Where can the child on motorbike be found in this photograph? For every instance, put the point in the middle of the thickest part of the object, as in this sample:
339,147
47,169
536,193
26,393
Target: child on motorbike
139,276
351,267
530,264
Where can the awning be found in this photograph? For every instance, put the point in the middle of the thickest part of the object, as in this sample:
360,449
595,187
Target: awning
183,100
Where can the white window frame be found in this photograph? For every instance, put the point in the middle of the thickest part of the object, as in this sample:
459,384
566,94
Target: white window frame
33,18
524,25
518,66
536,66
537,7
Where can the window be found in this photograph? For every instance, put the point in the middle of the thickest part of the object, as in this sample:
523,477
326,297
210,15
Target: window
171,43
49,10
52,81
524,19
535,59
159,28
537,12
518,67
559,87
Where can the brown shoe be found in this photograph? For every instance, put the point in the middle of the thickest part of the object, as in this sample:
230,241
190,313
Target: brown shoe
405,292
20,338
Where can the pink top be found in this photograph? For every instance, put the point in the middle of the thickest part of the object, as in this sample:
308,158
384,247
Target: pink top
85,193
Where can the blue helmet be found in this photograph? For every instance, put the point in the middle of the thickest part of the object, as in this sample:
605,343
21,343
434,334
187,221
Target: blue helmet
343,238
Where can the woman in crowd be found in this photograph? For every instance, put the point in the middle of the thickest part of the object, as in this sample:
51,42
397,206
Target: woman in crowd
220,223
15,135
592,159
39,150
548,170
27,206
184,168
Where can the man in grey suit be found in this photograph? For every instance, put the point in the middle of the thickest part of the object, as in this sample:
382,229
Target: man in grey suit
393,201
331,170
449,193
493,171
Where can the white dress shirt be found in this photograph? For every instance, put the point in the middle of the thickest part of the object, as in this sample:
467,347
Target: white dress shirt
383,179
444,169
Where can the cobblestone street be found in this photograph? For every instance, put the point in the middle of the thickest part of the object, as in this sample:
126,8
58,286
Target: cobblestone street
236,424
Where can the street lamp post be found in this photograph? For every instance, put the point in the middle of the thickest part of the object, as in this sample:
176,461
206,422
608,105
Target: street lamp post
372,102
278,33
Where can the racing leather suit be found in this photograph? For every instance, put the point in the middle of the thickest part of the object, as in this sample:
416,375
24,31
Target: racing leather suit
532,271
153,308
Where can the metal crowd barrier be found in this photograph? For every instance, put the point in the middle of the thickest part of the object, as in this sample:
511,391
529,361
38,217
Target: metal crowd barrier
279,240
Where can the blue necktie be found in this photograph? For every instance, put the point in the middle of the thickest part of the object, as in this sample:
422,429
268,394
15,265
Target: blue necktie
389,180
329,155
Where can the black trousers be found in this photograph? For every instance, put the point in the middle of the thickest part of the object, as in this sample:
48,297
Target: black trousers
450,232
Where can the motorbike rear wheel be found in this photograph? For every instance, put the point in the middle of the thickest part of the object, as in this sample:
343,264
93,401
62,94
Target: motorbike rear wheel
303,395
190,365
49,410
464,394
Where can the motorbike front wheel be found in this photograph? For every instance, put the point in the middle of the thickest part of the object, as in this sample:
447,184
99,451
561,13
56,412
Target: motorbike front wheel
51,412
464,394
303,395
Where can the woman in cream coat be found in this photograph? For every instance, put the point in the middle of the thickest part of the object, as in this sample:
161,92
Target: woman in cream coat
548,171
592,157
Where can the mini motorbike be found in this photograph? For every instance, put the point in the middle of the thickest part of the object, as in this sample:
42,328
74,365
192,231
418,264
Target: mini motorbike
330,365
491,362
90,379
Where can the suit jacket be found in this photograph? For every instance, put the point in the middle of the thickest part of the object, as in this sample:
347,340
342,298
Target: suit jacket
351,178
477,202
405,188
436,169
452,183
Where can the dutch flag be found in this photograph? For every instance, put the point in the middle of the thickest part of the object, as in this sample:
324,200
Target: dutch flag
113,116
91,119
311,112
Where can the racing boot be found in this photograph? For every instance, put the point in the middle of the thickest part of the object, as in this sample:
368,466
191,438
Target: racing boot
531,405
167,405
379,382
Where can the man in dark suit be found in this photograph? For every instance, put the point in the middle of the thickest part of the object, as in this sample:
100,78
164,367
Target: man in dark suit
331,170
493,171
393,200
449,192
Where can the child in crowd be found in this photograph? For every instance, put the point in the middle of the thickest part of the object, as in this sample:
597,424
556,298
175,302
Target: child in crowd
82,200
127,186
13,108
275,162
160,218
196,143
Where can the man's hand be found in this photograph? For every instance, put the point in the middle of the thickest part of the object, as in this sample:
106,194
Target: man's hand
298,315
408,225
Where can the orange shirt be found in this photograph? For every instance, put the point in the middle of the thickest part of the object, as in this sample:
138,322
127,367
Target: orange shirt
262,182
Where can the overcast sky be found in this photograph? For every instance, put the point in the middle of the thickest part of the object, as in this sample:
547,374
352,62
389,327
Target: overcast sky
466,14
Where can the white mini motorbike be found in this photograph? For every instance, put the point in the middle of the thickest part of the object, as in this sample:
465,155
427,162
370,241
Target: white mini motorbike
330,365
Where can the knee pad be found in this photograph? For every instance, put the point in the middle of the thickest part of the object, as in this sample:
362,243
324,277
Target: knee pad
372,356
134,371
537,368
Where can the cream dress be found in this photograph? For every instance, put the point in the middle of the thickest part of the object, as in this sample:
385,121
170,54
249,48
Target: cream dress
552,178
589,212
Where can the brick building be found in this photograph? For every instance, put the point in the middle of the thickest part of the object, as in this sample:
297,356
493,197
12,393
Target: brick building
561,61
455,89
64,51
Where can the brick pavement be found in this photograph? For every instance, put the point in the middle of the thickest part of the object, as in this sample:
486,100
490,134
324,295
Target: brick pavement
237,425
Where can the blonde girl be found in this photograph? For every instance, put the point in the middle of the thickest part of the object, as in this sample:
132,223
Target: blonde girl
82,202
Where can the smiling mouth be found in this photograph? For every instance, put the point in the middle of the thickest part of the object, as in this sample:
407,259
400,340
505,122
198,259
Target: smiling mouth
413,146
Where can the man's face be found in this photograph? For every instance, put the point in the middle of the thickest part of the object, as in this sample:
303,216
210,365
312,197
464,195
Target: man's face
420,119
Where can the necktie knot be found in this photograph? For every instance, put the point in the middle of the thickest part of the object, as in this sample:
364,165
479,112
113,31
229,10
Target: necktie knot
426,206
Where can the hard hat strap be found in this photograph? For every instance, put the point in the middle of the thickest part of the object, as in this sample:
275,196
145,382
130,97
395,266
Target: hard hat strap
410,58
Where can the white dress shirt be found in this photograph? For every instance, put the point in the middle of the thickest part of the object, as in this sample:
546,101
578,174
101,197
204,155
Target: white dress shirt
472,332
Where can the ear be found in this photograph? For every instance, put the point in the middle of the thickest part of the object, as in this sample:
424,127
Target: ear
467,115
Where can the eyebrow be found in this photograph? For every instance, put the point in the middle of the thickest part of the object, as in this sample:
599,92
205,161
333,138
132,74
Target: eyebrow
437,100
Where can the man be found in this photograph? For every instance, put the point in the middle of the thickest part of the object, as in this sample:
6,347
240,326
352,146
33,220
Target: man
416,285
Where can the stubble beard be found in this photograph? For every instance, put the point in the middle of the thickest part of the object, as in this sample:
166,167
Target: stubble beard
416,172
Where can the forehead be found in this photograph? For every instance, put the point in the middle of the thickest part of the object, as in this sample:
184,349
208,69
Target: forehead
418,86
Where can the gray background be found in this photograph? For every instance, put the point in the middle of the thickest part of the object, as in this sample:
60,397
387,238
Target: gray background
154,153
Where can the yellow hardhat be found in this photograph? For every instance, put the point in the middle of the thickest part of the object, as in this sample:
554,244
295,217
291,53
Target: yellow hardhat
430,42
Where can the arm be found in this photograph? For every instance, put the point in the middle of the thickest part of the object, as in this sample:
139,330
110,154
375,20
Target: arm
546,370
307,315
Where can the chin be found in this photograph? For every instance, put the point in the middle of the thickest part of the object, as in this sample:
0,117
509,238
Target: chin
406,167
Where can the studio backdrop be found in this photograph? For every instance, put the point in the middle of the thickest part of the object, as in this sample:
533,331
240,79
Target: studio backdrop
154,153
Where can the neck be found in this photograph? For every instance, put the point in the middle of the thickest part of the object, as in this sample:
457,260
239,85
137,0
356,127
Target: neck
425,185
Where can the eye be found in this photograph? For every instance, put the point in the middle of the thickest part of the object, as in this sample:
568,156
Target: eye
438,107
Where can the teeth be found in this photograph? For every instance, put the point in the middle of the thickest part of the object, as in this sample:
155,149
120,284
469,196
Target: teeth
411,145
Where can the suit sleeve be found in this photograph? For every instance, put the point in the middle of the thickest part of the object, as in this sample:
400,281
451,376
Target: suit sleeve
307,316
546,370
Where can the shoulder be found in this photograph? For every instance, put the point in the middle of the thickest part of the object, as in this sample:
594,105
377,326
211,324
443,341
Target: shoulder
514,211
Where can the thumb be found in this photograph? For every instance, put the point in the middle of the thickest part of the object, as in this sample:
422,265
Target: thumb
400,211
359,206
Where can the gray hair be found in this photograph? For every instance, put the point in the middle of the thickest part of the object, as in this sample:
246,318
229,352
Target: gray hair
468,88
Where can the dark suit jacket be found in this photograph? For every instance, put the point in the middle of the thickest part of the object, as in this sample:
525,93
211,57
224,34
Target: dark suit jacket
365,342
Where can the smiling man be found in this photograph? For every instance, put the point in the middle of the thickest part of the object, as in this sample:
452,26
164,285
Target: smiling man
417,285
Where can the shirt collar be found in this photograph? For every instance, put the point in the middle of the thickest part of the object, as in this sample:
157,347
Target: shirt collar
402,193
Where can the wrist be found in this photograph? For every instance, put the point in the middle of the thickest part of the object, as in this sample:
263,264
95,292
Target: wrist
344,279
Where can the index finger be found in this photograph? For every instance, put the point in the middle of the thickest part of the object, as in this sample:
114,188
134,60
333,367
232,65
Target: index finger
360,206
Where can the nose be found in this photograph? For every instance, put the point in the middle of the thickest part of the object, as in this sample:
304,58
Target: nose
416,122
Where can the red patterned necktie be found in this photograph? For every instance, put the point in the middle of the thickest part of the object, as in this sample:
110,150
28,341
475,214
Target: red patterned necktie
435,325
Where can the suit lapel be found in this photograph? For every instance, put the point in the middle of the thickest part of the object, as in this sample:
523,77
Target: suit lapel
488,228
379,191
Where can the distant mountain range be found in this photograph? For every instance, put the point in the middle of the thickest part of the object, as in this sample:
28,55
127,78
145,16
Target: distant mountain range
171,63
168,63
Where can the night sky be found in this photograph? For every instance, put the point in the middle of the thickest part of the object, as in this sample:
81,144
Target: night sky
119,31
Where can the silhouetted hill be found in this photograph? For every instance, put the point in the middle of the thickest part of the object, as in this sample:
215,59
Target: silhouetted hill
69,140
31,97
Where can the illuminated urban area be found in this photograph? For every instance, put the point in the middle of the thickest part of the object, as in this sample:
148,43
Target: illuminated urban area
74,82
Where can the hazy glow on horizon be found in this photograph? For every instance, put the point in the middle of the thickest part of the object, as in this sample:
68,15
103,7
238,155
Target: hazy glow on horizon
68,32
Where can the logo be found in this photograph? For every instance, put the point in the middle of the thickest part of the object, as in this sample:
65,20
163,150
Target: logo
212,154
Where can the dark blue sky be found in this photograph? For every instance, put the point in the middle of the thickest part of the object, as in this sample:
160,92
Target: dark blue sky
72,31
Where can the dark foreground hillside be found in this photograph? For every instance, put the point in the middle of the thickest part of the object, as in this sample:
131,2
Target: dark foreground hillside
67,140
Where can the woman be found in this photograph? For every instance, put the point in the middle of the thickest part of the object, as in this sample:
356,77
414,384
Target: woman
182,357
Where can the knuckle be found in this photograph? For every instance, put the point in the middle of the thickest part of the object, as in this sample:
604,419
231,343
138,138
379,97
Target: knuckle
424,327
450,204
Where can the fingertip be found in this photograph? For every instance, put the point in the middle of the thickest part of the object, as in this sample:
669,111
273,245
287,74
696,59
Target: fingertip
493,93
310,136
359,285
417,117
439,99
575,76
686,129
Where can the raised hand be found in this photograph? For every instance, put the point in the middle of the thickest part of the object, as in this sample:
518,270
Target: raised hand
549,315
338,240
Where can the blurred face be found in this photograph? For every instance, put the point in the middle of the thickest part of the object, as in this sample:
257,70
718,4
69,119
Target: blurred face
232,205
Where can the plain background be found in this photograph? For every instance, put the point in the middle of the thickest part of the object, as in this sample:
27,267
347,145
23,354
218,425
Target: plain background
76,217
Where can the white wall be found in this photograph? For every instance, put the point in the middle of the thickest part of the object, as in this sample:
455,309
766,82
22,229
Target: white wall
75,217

# # # # #

▶ Your assignment:
Beginning with the line that contains "Where can the white wall", set down every line through the end of the data without change.

▶ Solution to this problem:
Where can the white wall be found in this photograph? For every instance, put the point in the middle of the thickest part of the object, as in this sample:
455,309
766,82
22,229
Target: white wall
75,217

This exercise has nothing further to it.